■ Source passage:

::::

Chuck Schaeffer is the founder and Chairman of Aplicor, a global software publisher of on-demand CRM and ERP cloud computing business applications designed for global middle market organizations.

Prior to Aplicor, Chuck was the CEO of Cinergi Consulting, a management consulting firm headquartered in Los Angeles which provided IT advisory and implementation services for SAP, Oracle and Microsoft business systems.  Cinergi was recognized as a global niche leader before being acquired by IMRglobal.  Prior to Cinergi, Chuck was the CEO of FSC, an information systems consulting firm focused on business software implementations for global mid-market and enterprise organizations.  As part of a hybrid organic and acquisition growth strategy, the company reached 1200 employees and was acquired by Analysts International Corp (AIC).

Chuck is a certified ISO Lead Auditor, Six Sigma Black Belt, Certified Public Accountant, Certified Project Manager (CPM) and has been appointed as a U.S. Malcome Baldrige National Quality Award Examiner in order to enhance the competitiveness, quality and productivity of U.S. organizations and act as ambassador for the Baldrige National Quality Program.  Chuck’s educational background includes a Bachelor of Science (BS) and Master of Business Administration (MBA).

 

Denis Pombriant: You started a cloud computing company that provides front and back office solutions.  What is it about the marketplace today that favors cloud computing?

::::

■ Extracted records:

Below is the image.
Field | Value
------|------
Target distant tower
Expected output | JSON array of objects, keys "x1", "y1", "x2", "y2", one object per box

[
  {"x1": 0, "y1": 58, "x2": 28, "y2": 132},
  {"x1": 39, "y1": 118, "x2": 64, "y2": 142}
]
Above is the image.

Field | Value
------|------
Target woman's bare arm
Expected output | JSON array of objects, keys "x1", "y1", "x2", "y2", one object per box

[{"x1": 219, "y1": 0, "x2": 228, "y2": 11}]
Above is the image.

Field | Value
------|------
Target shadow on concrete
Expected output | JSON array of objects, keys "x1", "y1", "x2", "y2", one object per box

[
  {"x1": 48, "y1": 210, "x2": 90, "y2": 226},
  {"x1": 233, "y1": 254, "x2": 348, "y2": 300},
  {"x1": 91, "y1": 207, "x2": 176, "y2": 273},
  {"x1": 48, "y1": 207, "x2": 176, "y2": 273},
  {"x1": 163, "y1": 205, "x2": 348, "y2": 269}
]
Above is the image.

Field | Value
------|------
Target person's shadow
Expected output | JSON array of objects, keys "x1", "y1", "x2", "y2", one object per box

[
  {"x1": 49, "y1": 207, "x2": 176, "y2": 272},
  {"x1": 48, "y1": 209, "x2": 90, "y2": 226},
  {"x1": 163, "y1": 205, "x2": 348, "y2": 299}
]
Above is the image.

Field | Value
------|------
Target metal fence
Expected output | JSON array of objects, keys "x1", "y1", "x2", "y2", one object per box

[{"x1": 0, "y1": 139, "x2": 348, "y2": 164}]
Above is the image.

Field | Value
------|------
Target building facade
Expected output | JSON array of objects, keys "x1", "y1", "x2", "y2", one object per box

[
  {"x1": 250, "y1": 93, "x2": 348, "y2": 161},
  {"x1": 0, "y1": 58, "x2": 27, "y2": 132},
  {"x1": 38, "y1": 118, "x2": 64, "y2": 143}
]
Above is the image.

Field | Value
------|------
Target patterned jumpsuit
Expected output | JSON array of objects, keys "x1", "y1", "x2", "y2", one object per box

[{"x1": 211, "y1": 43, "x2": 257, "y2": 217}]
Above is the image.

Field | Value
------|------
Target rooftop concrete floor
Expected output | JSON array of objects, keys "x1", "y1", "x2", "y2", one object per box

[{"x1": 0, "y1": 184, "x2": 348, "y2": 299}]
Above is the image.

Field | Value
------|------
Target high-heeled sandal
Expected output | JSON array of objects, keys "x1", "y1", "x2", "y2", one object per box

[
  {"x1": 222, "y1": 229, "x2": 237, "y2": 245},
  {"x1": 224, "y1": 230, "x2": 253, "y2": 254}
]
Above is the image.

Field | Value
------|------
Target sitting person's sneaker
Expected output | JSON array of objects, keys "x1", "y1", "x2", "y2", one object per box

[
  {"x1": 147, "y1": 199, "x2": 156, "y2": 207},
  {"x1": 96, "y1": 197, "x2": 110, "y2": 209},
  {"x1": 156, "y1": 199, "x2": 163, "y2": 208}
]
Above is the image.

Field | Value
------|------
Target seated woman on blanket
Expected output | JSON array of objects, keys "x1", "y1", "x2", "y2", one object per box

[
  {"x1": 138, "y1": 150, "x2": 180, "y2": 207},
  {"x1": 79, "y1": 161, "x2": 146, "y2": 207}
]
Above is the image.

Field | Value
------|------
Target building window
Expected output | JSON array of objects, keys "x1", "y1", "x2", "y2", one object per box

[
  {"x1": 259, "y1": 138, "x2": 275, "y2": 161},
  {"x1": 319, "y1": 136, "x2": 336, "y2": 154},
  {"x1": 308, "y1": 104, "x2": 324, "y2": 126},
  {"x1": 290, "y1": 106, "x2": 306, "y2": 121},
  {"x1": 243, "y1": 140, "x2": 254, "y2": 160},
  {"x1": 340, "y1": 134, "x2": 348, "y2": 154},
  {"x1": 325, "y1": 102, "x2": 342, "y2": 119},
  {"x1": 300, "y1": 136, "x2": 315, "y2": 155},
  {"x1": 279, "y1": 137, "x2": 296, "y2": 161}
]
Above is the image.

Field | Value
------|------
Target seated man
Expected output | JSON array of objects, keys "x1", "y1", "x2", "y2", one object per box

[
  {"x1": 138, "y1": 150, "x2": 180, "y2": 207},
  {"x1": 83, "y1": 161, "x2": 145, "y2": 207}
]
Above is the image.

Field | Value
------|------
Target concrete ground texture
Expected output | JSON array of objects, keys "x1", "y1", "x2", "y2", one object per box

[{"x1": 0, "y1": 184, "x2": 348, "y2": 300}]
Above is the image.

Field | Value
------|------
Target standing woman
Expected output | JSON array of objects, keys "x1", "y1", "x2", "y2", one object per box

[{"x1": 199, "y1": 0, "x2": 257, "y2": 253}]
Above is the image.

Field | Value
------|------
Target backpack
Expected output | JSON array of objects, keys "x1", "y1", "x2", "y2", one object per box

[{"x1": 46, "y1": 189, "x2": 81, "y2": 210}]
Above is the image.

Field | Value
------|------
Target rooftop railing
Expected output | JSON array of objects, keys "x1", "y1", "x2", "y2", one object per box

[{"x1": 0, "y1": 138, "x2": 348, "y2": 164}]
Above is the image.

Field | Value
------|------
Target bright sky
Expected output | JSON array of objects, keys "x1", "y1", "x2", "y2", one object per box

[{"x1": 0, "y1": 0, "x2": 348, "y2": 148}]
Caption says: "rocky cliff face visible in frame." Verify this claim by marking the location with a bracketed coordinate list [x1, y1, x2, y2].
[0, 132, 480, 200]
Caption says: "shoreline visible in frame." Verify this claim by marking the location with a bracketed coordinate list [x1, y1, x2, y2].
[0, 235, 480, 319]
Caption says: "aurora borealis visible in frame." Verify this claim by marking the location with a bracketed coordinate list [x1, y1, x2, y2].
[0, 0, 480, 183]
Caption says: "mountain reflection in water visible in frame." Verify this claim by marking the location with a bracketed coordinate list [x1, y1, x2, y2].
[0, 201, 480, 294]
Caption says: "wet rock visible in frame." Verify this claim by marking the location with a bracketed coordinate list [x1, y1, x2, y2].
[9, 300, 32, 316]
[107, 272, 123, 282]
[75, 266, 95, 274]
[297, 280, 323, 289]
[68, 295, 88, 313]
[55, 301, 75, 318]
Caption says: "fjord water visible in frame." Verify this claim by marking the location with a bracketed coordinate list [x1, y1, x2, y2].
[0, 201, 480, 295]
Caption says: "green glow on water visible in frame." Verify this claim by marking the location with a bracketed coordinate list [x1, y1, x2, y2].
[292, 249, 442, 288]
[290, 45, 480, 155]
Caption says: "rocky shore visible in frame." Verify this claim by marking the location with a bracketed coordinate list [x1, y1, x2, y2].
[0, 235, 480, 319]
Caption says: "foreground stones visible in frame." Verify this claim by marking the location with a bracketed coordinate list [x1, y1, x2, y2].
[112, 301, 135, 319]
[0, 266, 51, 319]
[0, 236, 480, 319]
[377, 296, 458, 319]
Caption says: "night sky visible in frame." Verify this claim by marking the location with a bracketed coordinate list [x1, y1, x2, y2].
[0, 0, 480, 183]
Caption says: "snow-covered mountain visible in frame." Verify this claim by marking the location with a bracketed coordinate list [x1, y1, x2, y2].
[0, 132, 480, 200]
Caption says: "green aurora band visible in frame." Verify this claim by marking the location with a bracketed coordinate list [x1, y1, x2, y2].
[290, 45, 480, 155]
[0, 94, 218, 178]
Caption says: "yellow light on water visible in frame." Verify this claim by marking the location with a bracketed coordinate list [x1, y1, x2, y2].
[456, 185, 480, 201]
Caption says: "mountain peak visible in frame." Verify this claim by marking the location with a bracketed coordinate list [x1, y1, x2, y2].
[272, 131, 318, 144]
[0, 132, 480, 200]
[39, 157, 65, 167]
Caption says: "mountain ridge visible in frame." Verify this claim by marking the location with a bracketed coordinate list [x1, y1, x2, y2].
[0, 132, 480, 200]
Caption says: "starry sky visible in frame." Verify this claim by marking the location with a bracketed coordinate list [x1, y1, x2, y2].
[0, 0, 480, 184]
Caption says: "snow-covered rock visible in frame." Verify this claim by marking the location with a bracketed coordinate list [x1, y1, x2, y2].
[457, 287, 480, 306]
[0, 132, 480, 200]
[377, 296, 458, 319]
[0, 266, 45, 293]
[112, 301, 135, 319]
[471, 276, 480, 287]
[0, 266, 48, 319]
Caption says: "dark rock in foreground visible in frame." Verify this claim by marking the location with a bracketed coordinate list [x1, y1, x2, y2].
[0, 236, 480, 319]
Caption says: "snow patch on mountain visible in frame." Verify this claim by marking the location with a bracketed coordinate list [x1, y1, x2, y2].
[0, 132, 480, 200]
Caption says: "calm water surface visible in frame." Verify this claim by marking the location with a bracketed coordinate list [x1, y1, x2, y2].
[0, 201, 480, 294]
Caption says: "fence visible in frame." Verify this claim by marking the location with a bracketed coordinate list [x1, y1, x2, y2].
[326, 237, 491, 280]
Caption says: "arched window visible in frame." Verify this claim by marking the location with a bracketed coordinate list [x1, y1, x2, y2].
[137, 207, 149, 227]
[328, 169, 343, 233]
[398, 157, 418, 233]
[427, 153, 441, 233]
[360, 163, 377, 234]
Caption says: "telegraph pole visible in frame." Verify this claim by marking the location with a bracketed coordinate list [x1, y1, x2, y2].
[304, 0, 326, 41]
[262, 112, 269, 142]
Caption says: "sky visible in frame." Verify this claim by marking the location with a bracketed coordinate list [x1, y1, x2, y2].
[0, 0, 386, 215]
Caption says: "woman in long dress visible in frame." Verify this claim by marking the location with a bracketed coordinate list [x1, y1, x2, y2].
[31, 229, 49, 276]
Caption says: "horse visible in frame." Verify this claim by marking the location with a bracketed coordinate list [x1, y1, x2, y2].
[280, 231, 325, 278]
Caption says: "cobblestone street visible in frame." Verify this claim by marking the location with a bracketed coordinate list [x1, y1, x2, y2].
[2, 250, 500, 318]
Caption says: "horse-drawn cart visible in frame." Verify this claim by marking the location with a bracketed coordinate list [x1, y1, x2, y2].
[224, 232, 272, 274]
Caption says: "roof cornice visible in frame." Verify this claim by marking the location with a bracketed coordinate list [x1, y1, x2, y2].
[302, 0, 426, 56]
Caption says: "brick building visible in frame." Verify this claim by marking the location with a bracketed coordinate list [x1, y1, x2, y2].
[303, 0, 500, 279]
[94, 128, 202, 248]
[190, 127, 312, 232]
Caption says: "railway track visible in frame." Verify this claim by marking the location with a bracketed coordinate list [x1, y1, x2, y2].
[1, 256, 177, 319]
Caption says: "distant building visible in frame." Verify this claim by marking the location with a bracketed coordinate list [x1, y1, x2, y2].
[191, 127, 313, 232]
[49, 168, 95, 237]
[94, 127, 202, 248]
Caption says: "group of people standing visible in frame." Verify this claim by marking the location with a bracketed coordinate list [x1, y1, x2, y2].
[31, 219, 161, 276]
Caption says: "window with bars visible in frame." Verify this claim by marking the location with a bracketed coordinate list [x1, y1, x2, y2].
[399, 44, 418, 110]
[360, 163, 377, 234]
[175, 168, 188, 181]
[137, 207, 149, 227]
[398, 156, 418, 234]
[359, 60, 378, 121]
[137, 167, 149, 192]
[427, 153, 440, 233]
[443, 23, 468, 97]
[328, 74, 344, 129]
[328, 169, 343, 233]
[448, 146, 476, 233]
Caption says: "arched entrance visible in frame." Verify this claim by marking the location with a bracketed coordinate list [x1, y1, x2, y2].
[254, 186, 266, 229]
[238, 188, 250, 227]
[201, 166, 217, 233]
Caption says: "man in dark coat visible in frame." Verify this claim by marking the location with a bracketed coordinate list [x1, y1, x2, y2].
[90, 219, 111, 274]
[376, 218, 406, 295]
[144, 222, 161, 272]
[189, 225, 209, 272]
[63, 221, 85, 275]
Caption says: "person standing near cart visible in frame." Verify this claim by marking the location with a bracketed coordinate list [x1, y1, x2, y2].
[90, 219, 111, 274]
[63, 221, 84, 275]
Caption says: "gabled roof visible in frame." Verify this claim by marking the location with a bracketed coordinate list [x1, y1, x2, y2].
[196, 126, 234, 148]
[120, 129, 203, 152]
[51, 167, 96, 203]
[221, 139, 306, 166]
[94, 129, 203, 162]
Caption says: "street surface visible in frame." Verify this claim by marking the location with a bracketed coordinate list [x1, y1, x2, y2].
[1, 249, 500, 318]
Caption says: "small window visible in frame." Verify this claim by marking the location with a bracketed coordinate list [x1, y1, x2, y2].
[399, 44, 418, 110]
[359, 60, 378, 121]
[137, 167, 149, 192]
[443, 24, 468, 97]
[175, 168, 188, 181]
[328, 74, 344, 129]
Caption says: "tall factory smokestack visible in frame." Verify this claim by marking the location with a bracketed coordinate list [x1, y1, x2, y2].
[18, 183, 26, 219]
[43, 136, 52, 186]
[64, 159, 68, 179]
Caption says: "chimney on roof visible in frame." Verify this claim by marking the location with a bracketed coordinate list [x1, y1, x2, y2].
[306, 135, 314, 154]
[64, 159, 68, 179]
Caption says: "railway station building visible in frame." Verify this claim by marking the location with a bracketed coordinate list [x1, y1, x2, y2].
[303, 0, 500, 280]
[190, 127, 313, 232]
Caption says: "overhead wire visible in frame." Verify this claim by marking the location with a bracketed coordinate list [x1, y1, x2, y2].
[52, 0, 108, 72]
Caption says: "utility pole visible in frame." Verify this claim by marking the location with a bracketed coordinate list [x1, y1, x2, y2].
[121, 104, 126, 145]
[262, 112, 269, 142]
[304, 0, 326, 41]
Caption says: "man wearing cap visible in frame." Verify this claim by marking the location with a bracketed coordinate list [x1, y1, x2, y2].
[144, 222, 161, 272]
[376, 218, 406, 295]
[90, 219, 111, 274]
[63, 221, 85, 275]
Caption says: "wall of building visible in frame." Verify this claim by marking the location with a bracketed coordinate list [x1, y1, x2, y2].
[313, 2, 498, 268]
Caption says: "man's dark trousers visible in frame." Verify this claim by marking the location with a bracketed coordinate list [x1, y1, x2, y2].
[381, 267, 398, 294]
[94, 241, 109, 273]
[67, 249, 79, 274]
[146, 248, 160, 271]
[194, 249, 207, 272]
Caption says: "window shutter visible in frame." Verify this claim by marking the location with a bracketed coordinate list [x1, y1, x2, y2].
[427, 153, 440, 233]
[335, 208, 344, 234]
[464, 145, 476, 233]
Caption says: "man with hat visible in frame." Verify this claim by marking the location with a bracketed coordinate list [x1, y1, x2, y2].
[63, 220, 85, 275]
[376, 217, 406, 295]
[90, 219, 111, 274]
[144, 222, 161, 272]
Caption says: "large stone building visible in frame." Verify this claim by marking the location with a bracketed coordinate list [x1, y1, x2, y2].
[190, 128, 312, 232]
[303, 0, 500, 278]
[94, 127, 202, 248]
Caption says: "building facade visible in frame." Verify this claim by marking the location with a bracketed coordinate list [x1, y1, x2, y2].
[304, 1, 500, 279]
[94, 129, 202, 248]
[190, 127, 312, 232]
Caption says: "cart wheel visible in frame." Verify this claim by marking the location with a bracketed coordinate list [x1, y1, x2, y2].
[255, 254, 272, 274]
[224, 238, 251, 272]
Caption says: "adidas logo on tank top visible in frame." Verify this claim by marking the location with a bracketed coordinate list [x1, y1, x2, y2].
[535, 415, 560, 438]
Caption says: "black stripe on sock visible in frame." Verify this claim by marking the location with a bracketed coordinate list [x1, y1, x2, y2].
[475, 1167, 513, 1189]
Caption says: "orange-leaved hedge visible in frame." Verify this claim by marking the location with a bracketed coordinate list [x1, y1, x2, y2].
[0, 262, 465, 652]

::::

■ Short exercise: Translate this sentence from the Chuck Schaeffer profile into Spanish: "Cinergi was recognized as a global niche leader before being acquired by IMRglobal."

■ Right answer: Cinergi fue reconocida como líder mundial de nicho antes de ser adquirida por IMRglobal.